*Task to complete:* Starting at the first of the rows below and stopping after the line that contains "[0,108,433,303]", write out every line again with the requests unchanged. Multiply each bounding-box coordinate by 2.55 and round it to a whole number with halves going up, and give only those lines.
-------- Dataset content --------
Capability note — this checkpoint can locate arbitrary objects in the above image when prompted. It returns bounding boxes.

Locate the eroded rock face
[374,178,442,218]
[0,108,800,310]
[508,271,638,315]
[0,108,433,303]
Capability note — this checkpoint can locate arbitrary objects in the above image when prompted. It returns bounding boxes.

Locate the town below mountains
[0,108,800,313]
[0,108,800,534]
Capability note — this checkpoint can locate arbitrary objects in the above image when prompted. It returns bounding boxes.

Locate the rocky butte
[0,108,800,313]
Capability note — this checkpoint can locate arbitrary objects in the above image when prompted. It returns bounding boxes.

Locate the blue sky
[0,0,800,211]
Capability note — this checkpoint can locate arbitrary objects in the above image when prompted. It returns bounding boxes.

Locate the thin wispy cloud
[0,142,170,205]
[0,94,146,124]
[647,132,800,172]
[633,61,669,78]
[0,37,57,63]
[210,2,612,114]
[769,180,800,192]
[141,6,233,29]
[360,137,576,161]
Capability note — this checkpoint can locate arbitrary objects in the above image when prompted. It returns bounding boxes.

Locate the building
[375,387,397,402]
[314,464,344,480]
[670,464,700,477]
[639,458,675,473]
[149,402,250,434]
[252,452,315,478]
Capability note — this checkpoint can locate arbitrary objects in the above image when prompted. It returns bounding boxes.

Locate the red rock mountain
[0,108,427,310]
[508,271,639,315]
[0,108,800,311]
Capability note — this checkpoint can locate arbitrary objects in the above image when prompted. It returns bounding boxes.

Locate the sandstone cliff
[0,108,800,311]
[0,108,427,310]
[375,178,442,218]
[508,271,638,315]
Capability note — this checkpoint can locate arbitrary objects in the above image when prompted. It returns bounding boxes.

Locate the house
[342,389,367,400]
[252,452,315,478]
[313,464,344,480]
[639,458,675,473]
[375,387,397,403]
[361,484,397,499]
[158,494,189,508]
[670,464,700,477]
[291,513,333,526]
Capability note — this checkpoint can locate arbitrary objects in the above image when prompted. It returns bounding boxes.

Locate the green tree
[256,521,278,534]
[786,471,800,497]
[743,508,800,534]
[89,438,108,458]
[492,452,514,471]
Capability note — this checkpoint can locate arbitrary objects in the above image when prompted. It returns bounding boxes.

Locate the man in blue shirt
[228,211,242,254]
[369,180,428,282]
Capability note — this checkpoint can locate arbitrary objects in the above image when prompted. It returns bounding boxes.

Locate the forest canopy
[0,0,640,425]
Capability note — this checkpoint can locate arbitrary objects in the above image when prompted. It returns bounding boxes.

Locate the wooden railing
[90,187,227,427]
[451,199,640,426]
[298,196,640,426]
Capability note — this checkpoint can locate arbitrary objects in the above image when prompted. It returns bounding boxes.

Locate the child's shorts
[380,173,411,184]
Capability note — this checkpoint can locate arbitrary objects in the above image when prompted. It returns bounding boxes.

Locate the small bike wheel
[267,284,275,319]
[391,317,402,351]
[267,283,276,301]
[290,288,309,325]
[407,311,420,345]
--------
*Response to this task:*
Capability note — this checkpoint can locate arbitrary objects in the above image when prompted. It returns bounding boxes.

Locate the eroded rock face
[954,454,1127,556]
[0,275,2040,791]
[1295,691,1627,803]
[0,275,1104,773]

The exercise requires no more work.